#### [EXERCISE REQUIREMENTS]
In the entries that follow, identify the line containing "blossom cluster in this photo on that basis." and return it together with all later lines, exactly as they appear.

···

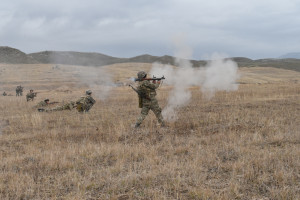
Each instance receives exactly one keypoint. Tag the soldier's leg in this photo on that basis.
(144, 113)
(157, 111)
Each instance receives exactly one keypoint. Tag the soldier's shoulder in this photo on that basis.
(145, 82)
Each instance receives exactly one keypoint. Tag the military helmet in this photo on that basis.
(141, 74)
(88, 92)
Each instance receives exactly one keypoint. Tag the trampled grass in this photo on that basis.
(237, 145)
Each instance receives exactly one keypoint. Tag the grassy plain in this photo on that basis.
(237, 145)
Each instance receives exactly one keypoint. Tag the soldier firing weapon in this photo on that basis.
(150, 79)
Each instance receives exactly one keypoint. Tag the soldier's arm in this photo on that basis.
(92, 100)
(151, 85)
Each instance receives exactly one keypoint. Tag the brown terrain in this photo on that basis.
(237, 145)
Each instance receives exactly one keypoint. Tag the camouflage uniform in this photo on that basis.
(149, 101)
(19, 90)
(42, 103)
(30, 95)
(67, 106)
(85, 103)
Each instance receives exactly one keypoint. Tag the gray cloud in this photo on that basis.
(125, 28)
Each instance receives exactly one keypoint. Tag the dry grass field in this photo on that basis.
(238, 145)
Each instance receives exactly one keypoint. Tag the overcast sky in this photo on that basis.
(126, 28)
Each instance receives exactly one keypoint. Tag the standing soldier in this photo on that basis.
(17, 90)
(30, 95)
(43, 103)
(148, 99)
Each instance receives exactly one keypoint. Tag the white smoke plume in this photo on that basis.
(218, 75)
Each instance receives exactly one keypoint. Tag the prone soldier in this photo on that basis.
(84, 104)
(30, 95)
(19, 90)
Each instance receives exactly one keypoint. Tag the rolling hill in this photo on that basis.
(15, 56)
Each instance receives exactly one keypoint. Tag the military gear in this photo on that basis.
(149, 101)
(88, 92)
(85, 103)
(42, 104)
(19, 90)
(30, 95)
(141, 74)
(67, 106)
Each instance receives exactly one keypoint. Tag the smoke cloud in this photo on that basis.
(218, 74)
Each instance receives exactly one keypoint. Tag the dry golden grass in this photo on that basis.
(238, 145)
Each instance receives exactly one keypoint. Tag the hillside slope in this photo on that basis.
(15, 56)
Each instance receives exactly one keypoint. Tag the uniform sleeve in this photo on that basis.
(92, 100)
(150, 85)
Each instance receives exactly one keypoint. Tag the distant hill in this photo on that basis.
(291, 55)
(15, 56)
(75, 58)
(11, 55)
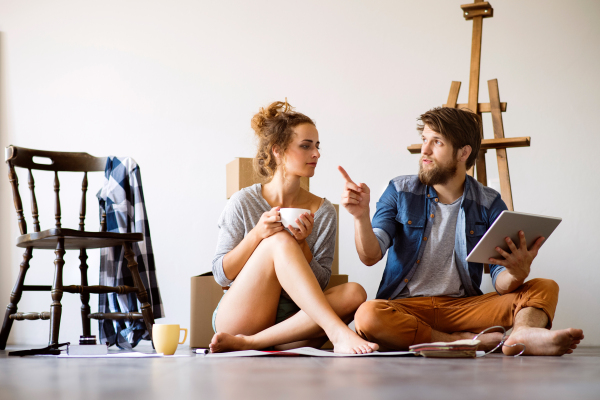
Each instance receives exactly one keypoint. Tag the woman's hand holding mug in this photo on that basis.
(305, 224)
(269, 224)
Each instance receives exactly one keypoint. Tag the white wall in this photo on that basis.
(174, 84)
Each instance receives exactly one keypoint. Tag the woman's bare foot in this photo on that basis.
(223, 342)
(543, 342)
(348, 342)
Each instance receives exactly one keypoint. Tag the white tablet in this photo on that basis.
(509, 223)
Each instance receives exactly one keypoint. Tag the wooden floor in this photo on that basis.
(575, 377)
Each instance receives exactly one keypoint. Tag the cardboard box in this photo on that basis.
(205, 296)
(240, 174)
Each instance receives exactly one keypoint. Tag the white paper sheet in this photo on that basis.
(124, 355)
(305, 351)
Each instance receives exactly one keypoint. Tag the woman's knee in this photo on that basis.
(279, 239)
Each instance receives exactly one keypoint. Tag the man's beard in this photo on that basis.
(437, 174)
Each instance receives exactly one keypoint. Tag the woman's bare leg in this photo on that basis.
(299, 330)
(250, 305)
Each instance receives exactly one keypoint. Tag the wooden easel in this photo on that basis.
(477, 11)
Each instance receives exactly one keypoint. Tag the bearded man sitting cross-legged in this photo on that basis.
(428, 224)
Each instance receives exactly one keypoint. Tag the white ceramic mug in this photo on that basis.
(166, 338)
(290, 215)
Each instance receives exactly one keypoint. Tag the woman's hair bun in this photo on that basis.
(275, 110)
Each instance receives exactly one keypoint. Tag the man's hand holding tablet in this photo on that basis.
(518, 261)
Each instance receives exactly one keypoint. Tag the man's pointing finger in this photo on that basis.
(344, 174)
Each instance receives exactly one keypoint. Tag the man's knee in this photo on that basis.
(368, 318)
(353, 295)
(546, 287)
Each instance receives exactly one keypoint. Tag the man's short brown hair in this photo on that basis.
(460, 126)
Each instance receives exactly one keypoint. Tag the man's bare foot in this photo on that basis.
(223, 342)
(543, 342)
(348, 342)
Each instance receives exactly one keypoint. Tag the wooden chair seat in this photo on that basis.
(75, 240)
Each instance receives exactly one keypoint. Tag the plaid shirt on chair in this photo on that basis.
(122, 199)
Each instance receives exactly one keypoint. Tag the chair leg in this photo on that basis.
(142, 294)
(15, 297)
(85, 297)
(56, 307)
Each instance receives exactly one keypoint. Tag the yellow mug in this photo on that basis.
(166, 338)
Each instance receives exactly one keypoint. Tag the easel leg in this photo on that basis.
(56, 307)
(503, 173)
(15, 297)
(481, 170)
(142, 294)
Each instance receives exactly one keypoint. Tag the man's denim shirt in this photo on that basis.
(404, 216)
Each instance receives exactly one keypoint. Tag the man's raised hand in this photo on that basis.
(355, 197)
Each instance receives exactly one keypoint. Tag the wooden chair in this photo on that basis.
(61, 239)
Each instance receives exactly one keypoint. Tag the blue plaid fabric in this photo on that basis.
(122, 199)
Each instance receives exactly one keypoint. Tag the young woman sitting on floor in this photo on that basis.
(277, 277)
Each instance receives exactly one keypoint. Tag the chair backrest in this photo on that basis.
(56, 161)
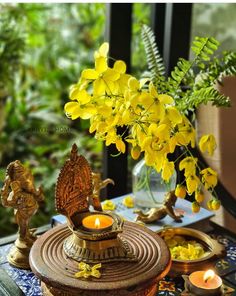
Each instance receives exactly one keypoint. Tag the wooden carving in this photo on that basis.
(74, 185)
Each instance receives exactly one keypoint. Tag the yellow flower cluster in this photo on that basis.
(110, 98)
(182, 249)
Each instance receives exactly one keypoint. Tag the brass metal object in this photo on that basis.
(20, 193)
(155, 214)
(189, 291)
(98, 184)
(77, 188)
(57, 272)
(215, 249)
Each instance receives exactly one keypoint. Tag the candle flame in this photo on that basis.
(97, 223)
(208, 275)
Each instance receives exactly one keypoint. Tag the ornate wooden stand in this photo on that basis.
(56, 271)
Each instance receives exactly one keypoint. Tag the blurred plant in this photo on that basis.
(59, 39)
(153, 110)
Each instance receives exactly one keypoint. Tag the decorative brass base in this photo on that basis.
(19, 254)
(101, 246)
(224, 290)
(116, 249)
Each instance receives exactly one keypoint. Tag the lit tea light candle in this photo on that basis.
(97, 222)
(205, 283)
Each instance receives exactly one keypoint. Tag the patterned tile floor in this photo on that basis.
(225, 267)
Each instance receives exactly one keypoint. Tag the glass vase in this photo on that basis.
(148, 187)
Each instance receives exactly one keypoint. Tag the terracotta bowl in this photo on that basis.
(214, 251)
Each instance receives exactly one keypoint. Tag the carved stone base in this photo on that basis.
(116, 249)
(130, 278)
(145, 290)
(19, 254)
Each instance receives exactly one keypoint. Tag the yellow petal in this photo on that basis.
(165, 99)
(72, 110)
(128, 201)
(153, 90)
(111, 75)
(74, 93)
(103, 49)
(167, 170)
(99, 87)
(90, 74)
(174, 115)
(83, 97)
(120, 67)
(101, 65)
(133, 84)
(87, 112)
(120, 145)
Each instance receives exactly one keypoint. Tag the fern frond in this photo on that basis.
(179, 73)
(154, 59)
(203, 47)
(203, 96)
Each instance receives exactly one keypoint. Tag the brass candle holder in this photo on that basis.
(133, 258)
(89, 242)
(192, 289)
(214, 251)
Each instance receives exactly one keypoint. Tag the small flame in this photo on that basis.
(97, 223)
(208, 275)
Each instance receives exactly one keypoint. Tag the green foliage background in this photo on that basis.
(43, 48)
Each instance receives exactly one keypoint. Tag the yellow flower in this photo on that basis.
(102, 76)
(209, 178)
(215, 204)
(102, 51)
(86, 270)
(120, 145)
(192, 183)
(195, 207)
(74, 110)
(135, 152)
(199, 196)
(128, 201)
(209, 204)
(108, 205)
(168, 168)
(207, 143)
(180, 191)
(185, 133)
(189, 165)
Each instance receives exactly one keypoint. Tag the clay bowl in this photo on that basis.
(213, 249)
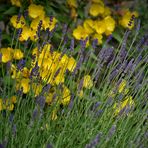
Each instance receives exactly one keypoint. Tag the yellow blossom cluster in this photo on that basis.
(8, 54)
(37, 15)
(7, 104)
(126, 20)
(127, 102)
(52, 69)
(101, 23)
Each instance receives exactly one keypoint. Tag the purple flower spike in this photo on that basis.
(49, 146)
(94, 43)
(72, 45)
(40, 100)
(21, 64)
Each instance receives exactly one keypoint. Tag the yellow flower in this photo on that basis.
(24, 83)
(80, 33)
(96, 9)
(72, 3)
(87, 82)
(74, 13)
(126, 19)
(122, 87)
(88, 26)
(128, 103)
(110, 23)
(33, 35)
(98, 37)
(17, 22)
(100, 27)
(47, 23)
(71, 64)
(35, 23)
(16, 3)
(26, 33)
(18, 54)
(49, 98)
(66, 96)
(80, 94)
(36, 11)
(98, 1)
(107, 11)
(54, 115)
(37, 88)
(7, 104)
(25, 72)
(7, 54)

···

#### [PROBLEM SOLUTION]
Each instance receives exactly one keypoint. Tag the yellow blossom cluster in this photo on that basis.
(8, 54)
(37, 15)
(7, 104)
(126, 20)
(127, 102)
(52, 69)
(101, 23)
Each instance receives exactly one keypoint. Tag the purple flower spike in this photo on that basis.
(49, 146)
(94, 43)
(72, 45)
(40, 100)
(21, 64)
Each instance receives exactly one keypoint. Tag the yellow flower in this photo on that basis.
(24, 83)
(80, 33)
(96, 9)
(72, 3)
(87, 82)
(74, 13)
(126, 19)
(122, 87)
(88, 26)
(128, 103)
(110, 23)
(33, 35)
(98, 37)
(17, 22)
(100, 27)
(47, 23)
(71, 64)
(35, 23)
(16, 3)
(26, 33)
(18, 54)
(49, 98)
(66, 96)
(80, 94)
(36, 11)
(98, 1)
(107, 11)
(54, 115)
(37, 88)
(7, 104)
(25, 72)
(7, 54)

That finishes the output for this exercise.